Record set
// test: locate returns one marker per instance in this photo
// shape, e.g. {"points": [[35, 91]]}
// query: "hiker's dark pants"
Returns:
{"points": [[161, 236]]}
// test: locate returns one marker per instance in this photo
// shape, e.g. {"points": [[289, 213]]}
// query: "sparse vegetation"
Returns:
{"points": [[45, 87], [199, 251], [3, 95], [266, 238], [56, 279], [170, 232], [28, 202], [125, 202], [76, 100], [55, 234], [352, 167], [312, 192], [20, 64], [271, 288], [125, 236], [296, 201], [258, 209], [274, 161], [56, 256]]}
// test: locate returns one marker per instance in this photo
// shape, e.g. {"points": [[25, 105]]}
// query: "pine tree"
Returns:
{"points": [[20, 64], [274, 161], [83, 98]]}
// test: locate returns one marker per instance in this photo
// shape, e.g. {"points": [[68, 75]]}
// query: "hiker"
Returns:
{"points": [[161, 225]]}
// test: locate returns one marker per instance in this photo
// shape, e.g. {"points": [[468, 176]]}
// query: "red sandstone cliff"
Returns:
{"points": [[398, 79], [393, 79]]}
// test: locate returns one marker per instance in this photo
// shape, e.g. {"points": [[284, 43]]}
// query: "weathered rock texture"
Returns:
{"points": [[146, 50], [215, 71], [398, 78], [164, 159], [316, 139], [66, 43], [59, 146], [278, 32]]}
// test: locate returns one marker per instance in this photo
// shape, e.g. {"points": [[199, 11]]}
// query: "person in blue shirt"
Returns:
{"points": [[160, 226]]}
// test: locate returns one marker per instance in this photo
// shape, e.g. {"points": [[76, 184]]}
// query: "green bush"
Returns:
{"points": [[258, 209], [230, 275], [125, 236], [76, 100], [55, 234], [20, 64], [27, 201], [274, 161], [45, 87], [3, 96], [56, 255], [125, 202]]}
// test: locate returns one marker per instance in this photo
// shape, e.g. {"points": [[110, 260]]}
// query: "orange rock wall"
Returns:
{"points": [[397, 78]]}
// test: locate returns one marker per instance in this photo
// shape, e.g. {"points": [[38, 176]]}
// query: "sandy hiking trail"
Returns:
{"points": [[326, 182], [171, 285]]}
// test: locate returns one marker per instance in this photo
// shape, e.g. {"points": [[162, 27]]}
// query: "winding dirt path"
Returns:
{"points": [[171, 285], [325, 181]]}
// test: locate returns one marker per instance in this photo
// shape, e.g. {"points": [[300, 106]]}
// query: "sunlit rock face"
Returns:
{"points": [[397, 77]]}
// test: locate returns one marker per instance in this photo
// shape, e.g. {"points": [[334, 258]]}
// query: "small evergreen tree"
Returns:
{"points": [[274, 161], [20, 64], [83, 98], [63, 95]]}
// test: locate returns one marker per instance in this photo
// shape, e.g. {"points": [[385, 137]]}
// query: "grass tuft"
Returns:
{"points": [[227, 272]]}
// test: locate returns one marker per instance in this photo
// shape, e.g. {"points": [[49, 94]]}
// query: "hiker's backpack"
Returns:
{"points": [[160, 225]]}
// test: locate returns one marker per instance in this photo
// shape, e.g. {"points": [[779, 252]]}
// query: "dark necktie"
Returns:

The task
The full listing above is to be given again exactly.

Task answer
// test: locate returns one marker per instance in this photo
// shape, e.g. {"points": [[35, 91]]}
// query: "hiker's dark pants"
Returns:
{"points": [[161, 236]]}
// test: locate returns one marker per instance in this photo
// shape, e.g. {"points": [[289, 213]]}
// query: "sparse vegetation"
Returns:
{"points": [[45, 87], [199, 251], [3, 95], [266, 238], [56, 279], [170, 232], [28, 202], [125, 202], [76, 100], [55, 234], [352, 167], [312, 192], [20, 64], [271, 288], [125, 236], [296, 201], [258, 209], [274, 161], [56, 256]]}
// test: locate returns one marker per instance in this photo
// shape, e.g. {"points": [[25, 105]]}
// query: "pine tree"
Returns:
{"points": [[20, 64], [274, 161], [83, 98]]}
// test: locate returns one marker per instance in this photo
// shape, e.g. {"points": [[68, 75]]}
// query: "hiker"
Returns:
{"points": [[161, 225]]}
// test: locate returns one marker per instance in this photo
// shape, e.g. {"points": [[468, 176]]}
// query: "red sandstone cliff"
Returns:
{"points": [[398, 79], [393, 79]]}
// test: locate returns one marker per instance in this photo
// shape, e.g. {"points": [[284, 43]]}
// query: "weathered rock texture"
Returns:
{"points": [[146, 50], [215, 71], [398, 78], [164, 159], [316, 139], [66, 43], [59, 146], [278, 32]]}
// test: locate returns one marker per instance in this photo
// shape, e.g. {"points": [[199, 11]]}
// query: "person in blue shirt"
Returns:
{"points": [[160, 226]]}
// test: locate returns one marker per instance in this photo
// shape, e.g. {"points": [[76, 184]]}
// query: "green bush"
Returns:
{"points": [[258, 209], [230, 275], [125, 236], [76, 100], [55, 234], [20, 64], [27, 201], [274, 161], [45, 87], [3, 96], [56, 255], [125, 202]]}
// test: locate returns one marker per instance in this photo
// shape, e.g. {"points": [[110, 260]]}
// query: "orange rock wall"
Returns:
{"points": [[397, 78]]}
// test: locate returns one marker per instance in this photo
// shape, e.g. {"points": [[38, 176]]}
// query: "sandy hiking trail"
Returns:
{"points": [[326, 182], [171, 285]]}
// test: locate returns one marker per instance in this photo
// shape, e.g. {"points": [[162, 27]]}
// query: "winding dirt path"
Returns:
{"points": [[171, 285], [325, 181]]}
// test: locate returns one marker per instance in this photo
// shape, e.g. {"points": [[300, 106]]}
// query: "sunlit rock face"
Returns:
{"points": [[397, 77]]}
// test: locate returns one marker per instance in this photo
// shape, e.g. {"points": [[334, 258]]}
// query: "small evergreen tree"
Returns:
{"points": [[274, 161], [20, 64], [83, 98], [63, 95]]}
// test: locate returns one marker per instance in this photo
// shape, e.g. {"points": [[385, 137]]}
// query: "grass tuft"
Returns:
{"points": [[227, 272]]}
// test: locate returns one marker per instance in this photo
// shape, e.g. {"points": [[49, 94]]}
// query: "hiker's backpack"
Returns:
{"points": [[160, 225]]}
// test: locate returns one marker per instance in this photo
// shape, e.g. {"points": [[779, 252]]}
// query: "dark necktie"
Returns:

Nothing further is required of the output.